> _TEXTO DE LECTURA_
En su primer volumen de cuentos, el escritor Álvaro Bisama le saca punta a once personajes terminales y solos: Los muertos.
En su primer volumen de cuentos, Bisama dirige un coro de personajes camino al despeñadero. Once voces urbanas y aplastadas. Pequeñas historias con la moral No future y una especie de marginalidad en varias capas. Distinta al aura más política de sus dos novelas anteriores (Estrellas muertas y Ruido) y más cercano al universo apocalíptico de su debut Caja Negra —«donde el mundo se acaba cincuenta veces»—. Los Muertos son personajes vivos pero extraviados, que parecen pedir compañía mientras están solos. Monólogos que suenan como un delirio, con death metal de fondo y el reflejo de la ciudad en sus miradas, como el tipo lleno de marcas de la tapa: Okupas que explotan transportando sus propias bombas (“Death Metal”). El rompecabezas del crimen y el cuerpo descuartizado de Hans Pozo (“Pozo”). O un adulto con problemas de seducción que termina jugando rol con adolescentes (“La dieta del orco”). Escenarios plantados como señales de reconocimiento. La cartografía de un Santiago observado desde la calle, pero también desde el destello del televisor. Podría ser el noticiero central de Megavisión. Podría difuminarse el límite entre humor negro, mal gusto y la crudeza de lo violento.

> _TAREAS POR HACER_
- 1) Responde con base en el texto sobre Los muertos:
(a) ¿Cuántas voces reúne el libro?
(b) ¿Cómo se llaman las dos novelas anteriores de Bisama?
(c) ¿En qué cuento un adulto termina jugando rol con adolescentes?
- 2) Identifica cada línea de las entradas que contenga la palabra "tree" y cópiala tal cual.

> _ENTRADAS EXTRAÍDAS_

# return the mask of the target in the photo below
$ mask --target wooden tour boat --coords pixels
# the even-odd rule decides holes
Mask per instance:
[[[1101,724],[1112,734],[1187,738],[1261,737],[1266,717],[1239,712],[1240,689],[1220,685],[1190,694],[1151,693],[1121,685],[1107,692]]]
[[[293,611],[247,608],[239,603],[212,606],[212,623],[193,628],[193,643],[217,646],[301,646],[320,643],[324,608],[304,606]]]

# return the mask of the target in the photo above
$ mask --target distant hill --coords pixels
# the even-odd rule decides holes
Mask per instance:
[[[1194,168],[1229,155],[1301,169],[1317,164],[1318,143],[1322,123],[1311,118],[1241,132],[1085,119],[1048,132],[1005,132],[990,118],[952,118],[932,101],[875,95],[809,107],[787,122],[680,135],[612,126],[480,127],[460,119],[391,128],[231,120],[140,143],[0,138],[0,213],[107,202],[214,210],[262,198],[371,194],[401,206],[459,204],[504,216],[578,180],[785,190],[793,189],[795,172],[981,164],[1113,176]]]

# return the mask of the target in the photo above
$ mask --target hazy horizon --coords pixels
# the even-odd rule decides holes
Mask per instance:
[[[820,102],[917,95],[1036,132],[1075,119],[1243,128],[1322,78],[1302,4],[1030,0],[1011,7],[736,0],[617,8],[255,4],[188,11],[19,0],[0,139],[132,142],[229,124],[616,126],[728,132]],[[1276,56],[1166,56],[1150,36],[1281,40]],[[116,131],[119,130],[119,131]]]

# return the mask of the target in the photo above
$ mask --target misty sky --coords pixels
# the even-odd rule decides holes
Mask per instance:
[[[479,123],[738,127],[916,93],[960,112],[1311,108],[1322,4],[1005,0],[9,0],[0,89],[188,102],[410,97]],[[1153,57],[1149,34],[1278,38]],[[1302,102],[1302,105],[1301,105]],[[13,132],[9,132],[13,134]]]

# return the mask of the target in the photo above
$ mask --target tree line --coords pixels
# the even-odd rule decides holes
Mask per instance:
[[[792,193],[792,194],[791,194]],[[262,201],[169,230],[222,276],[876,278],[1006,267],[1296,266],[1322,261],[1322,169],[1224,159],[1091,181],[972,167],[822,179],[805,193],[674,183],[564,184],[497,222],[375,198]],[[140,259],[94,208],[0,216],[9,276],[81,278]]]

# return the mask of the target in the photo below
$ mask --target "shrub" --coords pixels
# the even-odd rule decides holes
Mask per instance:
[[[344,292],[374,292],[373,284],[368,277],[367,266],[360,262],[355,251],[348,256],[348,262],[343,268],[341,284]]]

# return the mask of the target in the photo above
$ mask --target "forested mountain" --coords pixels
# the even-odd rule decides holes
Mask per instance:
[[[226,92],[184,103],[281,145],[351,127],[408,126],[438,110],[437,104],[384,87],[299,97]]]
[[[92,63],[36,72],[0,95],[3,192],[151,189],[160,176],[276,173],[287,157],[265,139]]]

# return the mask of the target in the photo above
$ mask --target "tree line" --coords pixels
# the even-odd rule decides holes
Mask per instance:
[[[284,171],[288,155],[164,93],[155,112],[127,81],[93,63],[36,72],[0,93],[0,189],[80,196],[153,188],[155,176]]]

> _RESPUESTAS_
- 1)
(a) Once.
(b) Estrellas muertas y Ruido.
(c) En "La dieta del orco".

- 2)
$ mask --target tree line --coords pixels
$ mask --target "tree line" --coords pixels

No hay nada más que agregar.